— START OF Source material —

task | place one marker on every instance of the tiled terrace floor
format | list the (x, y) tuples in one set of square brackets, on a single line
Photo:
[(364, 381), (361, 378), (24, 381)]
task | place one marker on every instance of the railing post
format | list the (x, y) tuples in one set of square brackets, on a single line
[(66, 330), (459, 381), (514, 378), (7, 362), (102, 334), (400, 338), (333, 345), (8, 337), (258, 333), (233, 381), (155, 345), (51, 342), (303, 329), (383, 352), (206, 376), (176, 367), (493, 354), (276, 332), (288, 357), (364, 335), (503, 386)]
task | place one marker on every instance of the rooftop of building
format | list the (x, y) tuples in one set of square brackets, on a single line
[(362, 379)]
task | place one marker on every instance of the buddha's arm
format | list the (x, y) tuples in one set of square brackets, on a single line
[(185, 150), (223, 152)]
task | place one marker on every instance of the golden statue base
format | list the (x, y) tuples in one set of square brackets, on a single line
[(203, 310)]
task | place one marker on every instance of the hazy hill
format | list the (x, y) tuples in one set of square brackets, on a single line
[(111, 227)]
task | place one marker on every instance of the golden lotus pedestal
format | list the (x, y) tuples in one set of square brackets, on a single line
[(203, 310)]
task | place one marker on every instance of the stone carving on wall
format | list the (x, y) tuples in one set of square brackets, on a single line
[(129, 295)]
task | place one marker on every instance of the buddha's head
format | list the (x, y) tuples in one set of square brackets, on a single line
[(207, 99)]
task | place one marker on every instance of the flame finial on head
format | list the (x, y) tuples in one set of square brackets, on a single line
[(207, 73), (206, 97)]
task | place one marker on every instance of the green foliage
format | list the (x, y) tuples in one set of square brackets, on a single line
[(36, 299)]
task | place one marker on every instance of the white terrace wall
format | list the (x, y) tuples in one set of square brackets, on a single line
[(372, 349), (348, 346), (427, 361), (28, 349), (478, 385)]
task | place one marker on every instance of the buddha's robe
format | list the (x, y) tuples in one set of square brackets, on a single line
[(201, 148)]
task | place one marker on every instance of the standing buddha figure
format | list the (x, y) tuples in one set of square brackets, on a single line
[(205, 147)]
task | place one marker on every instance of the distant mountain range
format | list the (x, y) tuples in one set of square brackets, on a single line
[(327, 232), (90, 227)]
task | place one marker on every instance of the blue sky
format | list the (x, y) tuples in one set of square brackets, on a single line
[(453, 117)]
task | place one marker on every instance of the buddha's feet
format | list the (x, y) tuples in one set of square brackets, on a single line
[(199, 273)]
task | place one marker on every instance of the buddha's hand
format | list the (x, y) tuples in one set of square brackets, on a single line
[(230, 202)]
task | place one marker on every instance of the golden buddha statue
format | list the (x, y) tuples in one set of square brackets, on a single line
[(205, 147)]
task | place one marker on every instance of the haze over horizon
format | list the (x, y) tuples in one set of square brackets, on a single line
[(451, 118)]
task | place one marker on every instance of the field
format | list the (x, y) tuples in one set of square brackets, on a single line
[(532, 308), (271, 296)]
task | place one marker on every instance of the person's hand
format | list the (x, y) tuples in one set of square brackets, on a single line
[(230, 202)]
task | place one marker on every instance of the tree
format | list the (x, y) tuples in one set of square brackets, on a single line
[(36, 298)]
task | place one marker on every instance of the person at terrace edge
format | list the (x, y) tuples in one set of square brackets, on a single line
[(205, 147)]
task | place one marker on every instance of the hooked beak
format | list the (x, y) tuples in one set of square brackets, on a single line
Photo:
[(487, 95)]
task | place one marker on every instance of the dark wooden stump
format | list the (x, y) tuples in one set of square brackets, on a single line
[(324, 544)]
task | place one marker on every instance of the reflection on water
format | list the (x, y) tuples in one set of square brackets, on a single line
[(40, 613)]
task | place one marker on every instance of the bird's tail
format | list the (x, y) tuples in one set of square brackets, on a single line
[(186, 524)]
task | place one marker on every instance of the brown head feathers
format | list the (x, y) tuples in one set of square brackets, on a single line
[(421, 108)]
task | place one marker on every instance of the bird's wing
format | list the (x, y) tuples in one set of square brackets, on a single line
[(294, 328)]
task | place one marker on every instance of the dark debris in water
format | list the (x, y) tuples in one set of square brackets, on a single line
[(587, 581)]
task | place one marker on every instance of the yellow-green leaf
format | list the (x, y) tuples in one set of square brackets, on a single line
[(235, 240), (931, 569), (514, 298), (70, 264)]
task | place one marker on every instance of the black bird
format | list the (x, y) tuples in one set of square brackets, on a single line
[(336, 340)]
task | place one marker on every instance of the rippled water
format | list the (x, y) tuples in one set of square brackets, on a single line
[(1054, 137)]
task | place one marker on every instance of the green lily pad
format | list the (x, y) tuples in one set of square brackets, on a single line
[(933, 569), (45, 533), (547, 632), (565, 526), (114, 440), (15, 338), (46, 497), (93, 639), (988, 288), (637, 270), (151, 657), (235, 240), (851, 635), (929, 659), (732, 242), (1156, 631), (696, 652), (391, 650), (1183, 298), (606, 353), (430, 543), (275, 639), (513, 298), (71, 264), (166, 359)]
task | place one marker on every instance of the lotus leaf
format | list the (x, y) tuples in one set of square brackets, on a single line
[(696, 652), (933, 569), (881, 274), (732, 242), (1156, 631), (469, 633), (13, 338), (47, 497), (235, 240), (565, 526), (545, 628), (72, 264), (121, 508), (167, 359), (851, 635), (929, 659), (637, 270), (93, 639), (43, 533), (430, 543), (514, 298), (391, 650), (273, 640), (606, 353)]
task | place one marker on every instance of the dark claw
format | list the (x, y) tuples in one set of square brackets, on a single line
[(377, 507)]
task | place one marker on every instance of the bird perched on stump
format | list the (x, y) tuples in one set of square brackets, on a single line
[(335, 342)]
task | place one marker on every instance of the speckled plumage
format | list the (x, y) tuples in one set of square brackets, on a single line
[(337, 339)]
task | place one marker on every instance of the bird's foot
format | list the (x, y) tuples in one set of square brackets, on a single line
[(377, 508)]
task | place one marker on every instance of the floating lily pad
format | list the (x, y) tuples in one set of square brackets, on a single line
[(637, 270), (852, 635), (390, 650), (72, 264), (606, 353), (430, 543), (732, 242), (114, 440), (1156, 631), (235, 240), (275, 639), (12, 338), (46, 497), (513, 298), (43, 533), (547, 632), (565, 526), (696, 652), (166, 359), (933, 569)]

— END OF Source material —

What you should do: Convert the lines from the one containing "task | place one marker on every instance of the rippled" through the one containing "[(377, 508)]" into a two-column CSV with the header instruction,points. Give one row per task in that span, with the task's wording under instruction and its bracketed answer under points, each value in its own double-quoted field and any line breaks replaced with spaces.

Problem solution:
instruction,points
"task | place one marker on every instance of the rippled water format | list the (x, y) tuples in one set of square brackets, on a single line","[(1054, 137)]"
"task | place one marker on every instance of the green lily pad format | list the (x, y) tuples in one set of square brackets, on a single line","[(933, 569), (45, 533), (547, 632), (565, 526), (114, 440), (15, 338), (46, 497), (93, 639), (988, 288), (637, 270), (151, 657), (235, 240), (851, 635), (929, 659), (732, 242), (1156, 631), (696, 652), (391, 650), (1183, 298), (606, 353), (430, 543), (275, 639), (513, 298), (71, 264), (166, 359)]"
"task | place one marker on every instance of the lotus leaf format | list the (x, y) tuples in one set of square brackets, on a single line","[(696, 652), (933, 569), (881, 274), (732, 242), (1156, 631), (469, 633), (13, 338), (47, 497), (235, 240), (565, 526), (545, 628), (72, 264), (121, 508), (167, 359), (851, 635), (929, 659), (637, 270), (93, 639), (43, 533), (430, 543), (514, 298), (391, 650), (273, 640), (606, 353)]"
"task | place one marker on every instance of the dark claw format | list the (x, y) tuples in one set of square brackets, on a single line","[(377, 507)]"
"task | place one marker on every instance of the bird perched on stump format | list the (x, y) tuples in one set of square brackets, on a single line","[(335, 342)]"
"task | place one marker on every instance of the speckled plumage format | list the (x, y) tuples in one set of square brackets, on a single line","[(337, 339)]"
"task | place one marker on every instance of the bird's foot format | list the (x, y) tuples in one set of square brackets, on a single line","[(377, 508)]"